Aim of the task
From the line that includes "locate: high-rise building" to the last line of the records, inclusive, repeat each line exactly.
** start Extracted material **
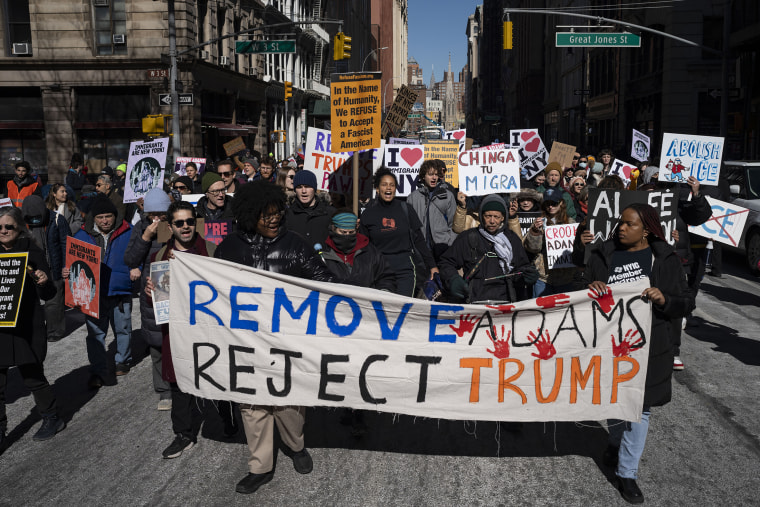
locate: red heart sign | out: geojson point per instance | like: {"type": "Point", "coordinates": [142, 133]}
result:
{"type": "Point", "coordinates": [411, 155]}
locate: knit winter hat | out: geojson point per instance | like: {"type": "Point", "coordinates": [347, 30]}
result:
{"type": "Point", "coordinates": [305, 177]}
{"type": "Point", "coordinates": [209, 179]}
{"type": "Point", "coordinates": [156, 201]}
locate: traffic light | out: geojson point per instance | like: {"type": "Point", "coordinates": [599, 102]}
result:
{"type": "Point", "coordinates": [507, 35]}
{"type": "Point", "coordinates": [341, 47]}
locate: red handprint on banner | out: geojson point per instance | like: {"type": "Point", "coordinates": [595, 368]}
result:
{"type": "Point", "coordinates": [501, 347]}
{"type": "Point", "coordinates": [605, 299]}
{"type": "Point", "coordinates": [552, 301]}
{"type": "Point", "coordinates": [502, 308]}
{"type": "Point", "coordinates": [543, 344]}
{"type": "Point", "coordinates": [466, 325]}
{"type": "Point", "coordinates": [627, 345]}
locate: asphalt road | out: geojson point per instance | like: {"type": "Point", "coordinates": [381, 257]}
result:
{"type": "Point", "coordinates": [703, 447]}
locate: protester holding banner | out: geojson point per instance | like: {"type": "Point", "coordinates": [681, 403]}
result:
{"type": "Point", "coordinates": [395, 229]}
{"type": "Point", "coordinates": [102, 229]}
{"type": "Point", "coordinates": [435, 206]}
{"type": "Point", "coordinates": [637, 250]}
{"type": "Point", "coordinates": [491, 257]}
{"type": "Point", "coordinates": [143, 243]}
{"type": "Point", "coordinates": [263, 242]}
{"type": "Point", "coordinates": [49, 230]}
{"type": "Point", "coordinates": [24, 344]}
{"type": "Point", "coordinates": [309, 214]}
{"type": "Point", "coordinates": [58, 201]}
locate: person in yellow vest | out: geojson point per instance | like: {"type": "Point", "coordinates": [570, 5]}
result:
{"type": "Point", "coordinates": [23, 184]}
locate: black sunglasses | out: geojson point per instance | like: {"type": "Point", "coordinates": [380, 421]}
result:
{"type": "Point", "coordinates": [181, 223]}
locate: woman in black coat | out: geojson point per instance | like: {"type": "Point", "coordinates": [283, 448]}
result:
{"type": "Point", "coordinates": [638, 243]}
{"type": "Point", "coordinates": [25, 344]}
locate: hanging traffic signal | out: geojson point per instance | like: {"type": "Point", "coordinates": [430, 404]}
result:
{"type": "Point", "coordinates": [507, 35]}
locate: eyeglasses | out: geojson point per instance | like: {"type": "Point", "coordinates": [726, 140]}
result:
{"type": "Point", "coordinates": [181, 223]}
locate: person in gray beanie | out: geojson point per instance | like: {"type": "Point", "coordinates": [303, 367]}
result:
{"type": "Point", "coordinates": [142, 244]}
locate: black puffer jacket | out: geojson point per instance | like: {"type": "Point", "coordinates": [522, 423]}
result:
{"type": "Point", "coordinates": [668, 276]}
{"type": "Point", "coordinates": [287, 253]}
{"type": "Point", "coordinates": [310, 223]}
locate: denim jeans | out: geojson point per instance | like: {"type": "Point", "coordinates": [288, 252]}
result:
{"type": "Point", "coordinates": [630, 438]}
{"type": "Point", "coordinates": [116, 310]}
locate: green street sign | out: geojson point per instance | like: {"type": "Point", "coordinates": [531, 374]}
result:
{"type": "Point", "coordinates": [265, 46]}
{"type": "Point", "coordinates": [597, 40]}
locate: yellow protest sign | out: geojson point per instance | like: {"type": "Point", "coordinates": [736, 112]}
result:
{"type": "Point", "coordinates": [355, 111]}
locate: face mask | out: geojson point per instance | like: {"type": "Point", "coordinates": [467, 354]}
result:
{"type": "Point", "coordinates": [344, 242]}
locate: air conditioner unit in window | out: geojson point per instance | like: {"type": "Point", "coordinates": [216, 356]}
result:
{"type": "Point", "coordinates": [22, 48]}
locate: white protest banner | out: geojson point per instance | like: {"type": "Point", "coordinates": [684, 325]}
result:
{"type": "Point", "coordinates": [334, 170]}
{"type": "Point", "coordinates": [145, 168]}
{"type": "Point", "coordinates": [726, 224]}
{"type": "Point", "coordinates": [622, 170]}
{"type": "Point", "coordinates": [181, 162]}
{"type": "Point", "coordinates": [404, 161]}
{"type": "Point", "coordinates": [685, 155]}
{"type": "Point", "coordinates": [484, 172]}
{"type": "Point", "coordinates": [640, 146]}
{"type": "Point", "coordinates": [255, 337]}
{"type": "Point", "coordinates": [559, 245]}
{"type": "Point", "coordinates": [533, 154]}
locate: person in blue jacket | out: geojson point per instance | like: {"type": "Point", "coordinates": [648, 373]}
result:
{"type": "Point", "coordinates": [102, 230]}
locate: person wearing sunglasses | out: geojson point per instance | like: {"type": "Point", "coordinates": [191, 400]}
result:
{"type": "Point", "coordinates": [24, 345]}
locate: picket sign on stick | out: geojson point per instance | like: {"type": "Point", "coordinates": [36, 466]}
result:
{"type": "Point", "coordinates": [256, 337]}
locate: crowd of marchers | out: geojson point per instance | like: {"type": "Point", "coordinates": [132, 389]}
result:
{"type": "Point", "coordinates": [437, 243]}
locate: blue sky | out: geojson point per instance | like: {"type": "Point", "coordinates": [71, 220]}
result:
{"type": "Point", "coordinates": [437, 27]}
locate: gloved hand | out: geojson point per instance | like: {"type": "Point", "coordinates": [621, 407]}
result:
{"type": "Point", "coordinates": [530, 274]}
{"type": "Point", "coordinates": [458, 287]}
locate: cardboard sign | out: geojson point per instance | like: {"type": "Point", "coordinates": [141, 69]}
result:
{"type": "Point", "coordinates": [12, 279]}
{"type": "Point", "coordinates": [559, 245]}
{"type": "Point", "coordinates": [181, 162]}
{"type": "Point", "coordinates": [622, 170]}
{"type": "Point", "coordinates": [145, 168]}
{"type": "Point", "coordinates": [486, 172]}
{"type": "Point", "coordinates": [639, 146]}
{"type": "Point", "coordinates": [235, 146]}
{"type": "Point", "coordinates": [726, 224]}
{"type": "Point", "coordinates": [335, 170]}
{"type": "Point", "coordinates": [397, 114]}
{"type": "Point", "coordinates": [405, 161]}
{"type": "Point", "coordinates": [448, 152]}
{"type": "Point", "coordinates": [533, 154]}
{"type": "Point", "coordinates": [684, 155]}
{"type": "Point", "coordinates": [159, 275]}
{"type": "Point", "coordinates": [606, 206]}
{"type": "Point", "coordinates": [562, 153]}
{"type": "Point", "coordinates": [83, 285]}
{"type": "Point", "coordinates": [355, 113]}
{"type": "Point", "coordinates": [253, 336]}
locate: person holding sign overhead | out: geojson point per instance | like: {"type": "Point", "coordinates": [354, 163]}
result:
{"type": "Point", "coordinates": [638, 249]}
{"type": "Point", "coordinates": [24, 344]}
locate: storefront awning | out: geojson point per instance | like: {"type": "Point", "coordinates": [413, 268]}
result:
{"type": "Point", "coordinates": [232, 129]}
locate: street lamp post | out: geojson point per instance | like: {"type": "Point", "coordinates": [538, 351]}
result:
{"type": "Point", "coordinates": [370, 54]}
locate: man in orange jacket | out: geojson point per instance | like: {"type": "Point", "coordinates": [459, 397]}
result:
{"type": "Point", "coordinates": [23, 184]}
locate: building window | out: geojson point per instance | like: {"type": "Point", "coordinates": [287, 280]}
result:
{"type": "Point", "coordinates": [19, 28]}
{"type": "Point", "coordinates": [110, 27]}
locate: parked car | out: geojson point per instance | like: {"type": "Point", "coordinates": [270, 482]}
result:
{"type": "Point", "coordinates": [744, 187]}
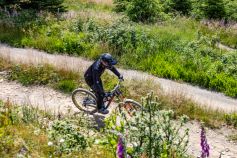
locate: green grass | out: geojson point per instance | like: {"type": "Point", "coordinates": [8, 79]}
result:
{"type": "Point", "coordinates": [30, 139]}
{"type": "Point", "coordinates": [178, 49]}
{"type": "Point", "coordinates": [66, 81]}
{"type": "Point", "coordinates": [78, 5]}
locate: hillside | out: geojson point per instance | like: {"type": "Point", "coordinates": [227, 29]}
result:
{"type": "Point", "coordinates": [178, 59]}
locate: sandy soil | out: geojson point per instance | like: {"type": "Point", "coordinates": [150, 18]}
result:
{"type": "Point", "coordinates": [198, 95]}
{"type": "Point", "coordinates": [50, 100]}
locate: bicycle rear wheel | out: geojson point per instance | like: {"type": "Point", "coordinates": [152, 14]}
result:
{"type": "Point", "coordinates": [129, 108]}
{"type": "Point", "coordinates": [84, 100]}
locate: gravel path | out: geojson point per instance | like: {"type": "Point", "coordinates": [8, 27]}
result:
{"type": "Point", "coordinates": [50, 100]}
{"type": "Point", "coordinates": [198, 95]}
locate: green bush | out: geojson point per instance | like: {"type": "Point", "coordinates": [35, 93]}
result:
{"type": "Point", "coordinates": [66, 138]}
{"type": "Point", "coordinates": [150, 132]}
{"type": "Point", "coordinates": [142, 10]}
{"type": "Point", "coordinates": [211, 9]}
{"type": "Point", "coordinates": [120, 5]}
{"type": "Point", "coordinates": [231, 119]}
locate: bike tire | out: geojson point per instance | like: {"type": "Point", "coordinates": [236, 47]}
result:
{"type": "Point", "coordinates": [129, 108]}
{"type": "Point", "coordinates": [78, 102]}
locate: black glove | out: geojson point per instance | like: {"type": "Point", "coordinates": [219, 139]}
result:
{"type": "Point", "coordinates": [121, 77]}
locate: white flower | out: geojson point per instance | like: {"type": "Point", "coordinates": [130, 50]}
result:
{"type": "Point", "coordinates": [50, 143]}
{"type": "Point", "coordinates": [37, 132]}
{"type": "Point", "coordinates": [97, 141]}
{"type": "Point", "coordinates": [61, 140]}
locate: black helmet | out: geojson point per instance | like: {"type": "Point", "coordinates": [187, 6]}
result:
{"type": "Point", "coordinates": [108, 58]}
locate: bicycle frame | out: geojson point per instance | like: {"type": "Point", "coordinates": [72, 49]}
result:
{"type": "Point", "coordinates": [115, 92]}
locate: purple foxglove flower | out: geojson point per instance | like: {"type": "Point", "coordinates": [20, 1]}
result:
{"type": "Point", "coordinates": [120, 148]}
{"type": "Point", "coordinates": [204, 145]}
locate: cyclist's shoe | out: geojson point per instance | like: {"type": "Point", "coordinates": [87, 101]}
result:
{"type": "Point", "coordinates": [103, 110]}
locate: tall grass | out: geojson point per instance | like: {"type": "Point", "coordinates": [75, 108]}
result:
{"type": "Point", "coordinates": [68, 81]}
{"type": "Point", "coordinates": [178, 49]}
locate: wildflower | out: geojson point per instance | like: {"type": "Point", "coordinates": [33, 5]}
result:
{"type": "Point", "coordinates": [61, 140]}
{"type": "Point", "coordinates": [120, 148]}
{"type": "Point", "coordinates": [204, 145]}
{"type": "Point", "coordinates": [50, 143]}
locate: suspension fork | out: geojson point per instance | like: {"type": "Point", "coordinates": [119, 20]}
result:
{"type": "Point", "coordinates": [112, 98]}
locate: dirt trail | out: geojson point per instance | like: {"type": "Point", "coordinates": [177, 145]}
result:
{"type": "Point", "coordinates": [201, 96]}
{"type": "Point", "coordinates": [50, 100]}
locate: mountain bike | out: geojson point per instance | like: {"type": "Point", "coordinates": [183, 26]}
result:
{"type": "Point", "coordinates": [85, 100]}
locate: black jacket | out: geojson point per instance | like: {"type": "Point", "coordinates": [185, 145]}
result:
{"type": "Point", "coordinates": [94, 72]}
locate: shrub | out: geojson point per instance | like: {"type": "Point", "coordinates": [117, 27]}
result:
{"type": "Point", "coordinates": [65, 137]}
{"type": "Point", "coordinates": [150, 132]}
{"type": "Point", "coordinates": [182, 6]}
{"type": "Point", "coordinates": [120, 5]}
{"type": "Point", "coordinates": [142, 10]}
{"type": "Point", "coordinates": [231, 119]}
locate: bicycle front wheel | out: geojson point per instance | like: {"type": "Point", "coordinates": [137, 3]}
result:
{"type": "Point", "coordinates": [84, 100]}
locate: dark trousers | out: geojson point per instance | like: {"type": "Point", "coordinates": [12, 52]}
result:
{"type": "Point", "coordinates": [98, 95]}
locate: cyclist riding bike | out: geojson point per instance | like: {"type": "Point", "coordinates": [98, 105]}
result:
{"type": "Point", "coordinates": [93, 74]}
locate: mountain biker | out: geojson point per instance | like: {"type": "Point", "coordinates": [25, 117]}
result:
{"type": "Point", "coordinates": [92, 78]}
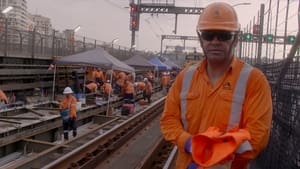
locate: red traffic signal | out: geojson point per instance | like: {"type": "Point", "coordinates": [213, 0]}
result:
{"type": "Point", "coordinates": [133, 9]}
{"type": "Point", "coordinates": [256, 28]}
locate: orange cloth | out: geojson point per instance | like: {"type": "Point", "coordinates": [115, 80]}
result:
{"type": "Point", "coordinates": [148, 88]}
{"type": "Point", "coordinates": [165, 79]}
{"type": "Point", "coordinates": [92, 87]}
{"type": "Point", "coordinates": [121, 78]}
{"type": "Point", "coordinates": [128, 87]}
{"type": "Point", "coordinates": [107, 89]}
{"type": "Point", "coordinates": [213, 147]}
{"type": "Point", "coordinates": [99, 74]}
{"type": "Point", "coordinates": [69, 102]}
{"type": "Point", "coordinates": [3, 97]}
{"type": "Point", "coordinates": [140, 86]}
{"type": "Point", "coordinates": [91, 75]}
{"type": "Point", "coordinates": [209, 105]}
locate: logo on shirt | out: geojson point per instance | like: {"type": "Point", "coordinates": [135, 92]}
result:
{"type": "Point", "coordinates": [227, 86]}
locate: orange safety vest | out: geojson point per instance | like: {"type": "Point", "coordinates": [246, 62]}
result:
{"type": "Point", "coordinates": [69, 103]}
{"type": "Point", "coordinates": [92, 86]}
{"type": "Point", "coordinates": [200, 111]}
{"type": "Point", "coordinates": [235, 115]}
{"type": "Point", "coordinates": [3, 97]}
{"type": "Point", "coordinates": [107, 88]}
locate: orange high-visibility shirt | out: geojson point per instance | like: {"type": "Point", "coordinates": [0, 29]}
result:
{"type": "Point", "coordinates": [69, 103]}
{"type": "Point", "coordinates": [148, 88]}
{"type": "Point", "coordinates": [3, 97]}
{"type": "Point", "coordinates": [165, 80]}
{"type": "Point", "coordinates": [91, 75]}
{"type": "Point", "coordinates": [140, 86]}
{"type": "Point", "coordinates": [128, 87]}
{"type": "Point", "coordinates": [99, 74]}
{"type": "Point", "coordinates": [121, 78]}
{"type": "Point", "coordinates": [107, 89]}
{"type": "Point", "coordinates": [92, 87]}
{"type": "Point", "coordinates": [210, 106]}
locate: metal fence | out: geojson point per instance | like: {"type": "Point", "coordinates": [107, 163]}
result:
{"type": "Point", "coordinates": [283, 151]}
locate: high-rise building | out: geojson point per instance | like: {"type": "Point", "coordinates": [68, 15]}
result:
{"type": "Point", "coordinates": [16, 18]}
{"type": "Point", "coordinates": [42, 24]}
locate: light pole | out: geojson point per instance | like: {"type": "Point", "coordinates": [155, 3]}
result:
{"type": "Point", "coordinates": [4, 12]}
{"type": "Point", "coordinates": [114, 41]}
{"type": "Point", "coordinates": [76, 29]}
{"type": "Point", "coordinates": [241, 45]}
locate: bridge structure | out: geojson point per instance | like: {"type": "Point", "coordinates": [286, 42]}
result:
** end Extracted material **
Exercise output
locate: high-rise building | out: geojson point per instance | like: {"type": "Point", "coordinates": [68, 15]}
result:
{"type": "Point", "coordinates": [16, 18]}
{"type": "Point", "coordinates": [42, 24]}
locate: light pole | out: geojson point per instance | like: {"type": "Point", "coordinates": [155, 3]}
result:
{"type": "Point", "coordinates": [4, 12]}
{"type": "Point", "coordinates": [114, 41]}
{"type": "Point", "coordinates": [76, 29]}
{"type": "Point", "coordinates": [241, 45]}
locate: bridge structure | out: geojson point per instance | like: {"type": "Point", "coordinates": [286, 42]}
result:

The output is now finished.